## What needs to be done
Could you set down every entry below exactly as it is?

** Opening The data block **

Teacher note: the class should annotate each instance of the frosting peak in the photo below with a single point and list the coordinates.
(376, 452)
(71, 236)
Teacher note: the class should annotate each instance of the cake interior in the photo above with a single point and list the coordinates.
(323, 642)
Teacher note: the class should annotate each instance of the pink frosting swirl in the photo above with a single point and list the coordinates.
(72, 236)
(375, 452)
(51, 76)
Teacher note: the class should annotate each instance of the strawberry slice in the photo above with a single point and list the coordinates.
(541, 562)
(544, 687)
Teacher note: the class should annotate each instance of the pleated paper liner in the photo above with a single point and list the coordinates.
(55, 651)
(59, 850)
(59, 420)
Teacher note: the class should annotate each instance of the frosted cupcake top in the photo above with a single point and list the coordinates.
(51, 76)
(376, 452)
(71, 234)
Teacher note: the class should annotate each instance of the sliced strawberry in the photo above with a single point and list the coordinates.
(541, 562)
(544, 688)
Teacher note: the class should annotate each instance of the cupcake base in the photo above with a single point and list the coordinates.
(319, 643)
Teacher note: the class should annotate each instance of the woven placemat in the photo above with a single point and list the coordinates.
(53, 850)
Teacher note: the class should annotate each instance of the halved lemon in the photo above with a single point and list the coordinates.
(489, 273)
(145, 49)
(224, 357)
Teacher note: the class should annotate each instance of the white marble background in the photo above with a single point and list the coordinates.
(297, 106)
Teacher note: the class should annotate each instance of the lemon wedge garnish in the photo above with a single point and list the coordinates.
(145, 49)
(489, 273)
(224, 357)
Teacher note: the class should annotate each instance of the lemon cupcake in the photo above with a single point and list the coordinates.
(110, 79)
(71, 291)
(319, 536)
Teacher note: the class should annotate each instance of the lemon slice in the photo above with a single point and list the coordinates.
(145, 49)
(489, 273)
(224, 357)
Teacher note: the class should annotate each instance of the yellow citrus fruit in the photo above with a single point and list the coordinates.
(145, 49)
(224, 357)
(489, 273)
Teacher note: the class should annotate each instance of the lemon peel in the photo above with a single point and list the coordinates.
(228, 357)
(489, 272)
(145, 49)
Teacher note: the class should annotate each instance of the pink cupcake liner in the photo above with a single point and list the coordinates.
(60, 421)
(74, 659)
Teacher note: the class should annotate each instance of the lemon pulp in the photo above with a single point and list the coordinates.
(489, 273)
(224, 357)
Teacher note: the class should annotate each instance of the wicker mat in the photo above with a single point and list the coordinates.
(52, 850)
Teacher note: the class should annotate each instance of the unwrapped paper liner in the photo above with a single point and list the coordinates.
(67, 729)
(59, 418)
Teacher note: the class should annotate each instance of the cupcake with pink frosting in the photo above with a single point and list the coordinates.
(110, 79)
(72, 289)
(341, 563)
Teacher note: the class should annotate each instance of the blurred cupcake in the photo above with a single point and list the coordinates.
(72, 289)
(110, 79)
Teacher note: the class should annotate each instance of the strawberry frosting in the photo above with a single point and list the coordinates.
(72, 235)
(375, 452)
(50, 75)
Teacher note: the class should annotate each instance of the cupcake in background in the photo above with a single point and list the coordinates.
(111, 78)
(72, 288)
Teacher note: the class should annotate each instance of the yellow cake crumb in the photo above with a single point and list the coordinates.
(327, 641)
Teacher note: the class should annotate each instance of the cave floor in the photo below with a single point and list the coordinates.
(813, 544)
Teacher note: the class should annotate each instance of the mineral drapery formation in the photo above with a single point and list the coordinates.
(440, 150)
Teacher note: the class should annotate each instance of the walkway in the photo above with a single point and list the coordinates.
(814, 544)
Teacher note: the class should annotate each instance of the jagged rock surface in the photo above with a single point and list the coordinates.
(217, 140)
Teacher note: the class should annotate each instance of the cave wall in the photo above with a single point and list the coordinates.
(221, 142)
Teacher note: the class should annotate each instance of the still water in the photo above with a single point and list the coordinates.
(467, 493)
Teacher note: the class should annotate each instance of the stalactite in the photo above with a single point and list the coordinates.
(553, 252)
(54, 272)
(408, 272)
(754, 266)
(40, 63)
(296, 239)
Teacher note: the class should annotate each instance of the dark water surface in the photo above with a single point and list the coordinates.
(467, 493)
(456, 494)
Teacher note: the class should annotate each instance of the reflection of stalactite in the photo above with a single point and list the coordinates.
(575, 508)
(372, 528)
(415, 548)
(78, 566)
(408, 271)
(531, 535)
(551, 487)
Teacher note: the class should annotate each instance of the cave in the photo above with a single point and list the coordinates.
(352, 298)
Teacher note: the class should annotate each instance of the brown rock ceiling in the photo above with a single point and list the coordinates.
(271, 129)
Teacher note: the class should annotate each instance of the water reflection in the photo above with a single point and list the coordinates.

** Closing The data block **

## Task output
Teacher note: the class should annotate each instance of the frosting peak in the photo below with a single point and list the coordinates.
(376, 452)
(71, 236)
Teacher note: the class should annotate each instance of the cake interior in the photo above with a single point and list the coordinates.
(323, 642)
Teacher note: the class should annotate each instance of the pink frosting swirl in the photo above with a single point and list the coordinates.
(72, 236)
(375, 452)
(51, 76)
Teacher note: the class should annotate each instance of the strawberry slice in the photo above with a single point and list the coordinates.
(541, 562)
(544, 687)
Teacher note: the class should annotate each instance of the pleated paper liner in the photo above with a single point and list the coordinates.
(55, 651)
(59, 850)
(59, 420)
Teacher note: the class should annotate each instance of the frosted cupcake top in the photo above with a single point and list the coordinates.
(51, 76)
(376, 452)
(71, 234)
Teacher note: the class should annotate each instance of the sliced strawberry in the photo above with a single point and list the coordinates.
(541, 562)
(544, 688)
Teacher note: the class should annotate each instance of the cupcake base in the photo above with a single point and list the coordinates.
(319, 643)
Teacher note: the class should annotate each instance of the woven placemat in the photo above with a single point and list the coordinates.
(53, 850)
Teacher note: the class should annotate each instance of the halved lemon in the photo above with a single point and list the coordinates.
(489, 273)
(145, 49)
(224, 357)
Teacher note: the class should annotate each instance of the white marble background in the photo above with a single point and list the coordinates.
(297, 106)
Teacher note: the class should annotate each instance of the lemon wedge garnish in the photo above with a single point and list the coordinates.
(145, 49)
(489, 273)
(224, 357)
Teacher note: the class should annotate each instance of the lemon cupcake in the photo above with a single point and list the coordinates.
(110, 79)
(71, 291)
(319, 536)
Teacher note: the class should annotate each instance of the lemon slice in the photo above with a single point and list the coordinates.
(145, 49)
(489, 273)
(224, 357)
Teacher note: the class should annotate each instance of the yellow citrus fruit in the photo above with a single point and list the coordinates.
(145, 49)
(224, 357)
(489, 273)
Teacher note: the class should annotate each instance of the lemon peel in the photo above with a single point and list the coordinates.
(228, 357)
(489, 272)
(145, 49)
Teacher note: the class should annotate each instance of the pink cupcake liner in the photo above with a single point and list the coordinates.
(60, 421)
(74, 659)
Teacher note: the class should annotate each instance of the lemon pulp in the photo above with a single point and list the coordinates.
(489, 273)
(224, 357)
Teacher note: the class should annotate each instance of the wicker mat in the photo above with a single point and list the coordinates.
(52, 850)
Teacher note: the class should annotate each instance of the unwrapped paper liner in the photo above with a single point and list the coordinates.
(67, 729)
(59, 418)
Teacher note: the class should annotate each instance of the cupcake with pink frosting in the photo above with a single point and list the coordinates.
(110, 79)
(72, 289)
(341, 563)
Teacher note: the class should annotate each instance of the blurred cupcake in the photo above with a single point and list the coordinates.
(72, 289)
(110, 79)
Teacher note: the class should annotate each instance of the strawberry frosting in the photo above with a single point and list the coordinates.
(72, 235)
(375, 452)
(50, 75)
Teacher note: the class should annotate each instance of the cupcake in background in the photo above with a single point and list the coordinates.
(111, 78)
(72, 288)
Teacher note: the class should annotate each instance of the yellow cake crumb in the photo above with a single point and list the coordinates.
(327, 641)
Teacher note: the class should annotate each instance of the cave floor in the photo below with a single point and list the coordinates.
(813, 544)
Teacher note: the class should annotate each instance of the mineral drapery formation in the photo above with a single point and list the coordinates.
(440, 150)
Teacher note: the class should annotate each instance of the walkway in the photo above with a single point and list the coordinates.
(814, 544)
Teacher note: the class should annotate each instance of the jagged rock surface in the photo above with a single point and list the coordinates.
(217, 140)
Teacher note: the class should annotate each instance of the cave wall in the photo above with a single point and list the coordinates.
(221, 142)
Teacher note: the class should annotate each instance of the still water in the photo above with a single point and list the coordinates.
(467, 493)
Teacher note: the class should annotate each instance of the stalactite in the photo above with a single point and list the coordinates.
(553, 252)
(54, 272)
(408, 272)
(754, 266)
(40, 63)
(296, 239)
Teacher note: the class should annotate each instance of the dark water surface in the photo above with a single point and list the coordinates.
(467, 493)
(456, 494)
Teacher note: the class should annotate each instance of the reflection of stalactite in the photo above with a single point and list the coordinates.
(575, 508)
(372, 528)
(415, 548)
(78, 566)
(408, 271)
(531, 535)
(551, 487)
Teacher note: the class should annotate each instance of the cave in the photo above with a single point and list the coordinates.
(352, 298)
Teacher note: the class should annotate each instance of the brown rock ceiling in the photo above with a single point and list the coordinates.
(271, 129)
Teacher note: the class should annotate each instance of the water reflection in the photo above with a single point and list the coordinates.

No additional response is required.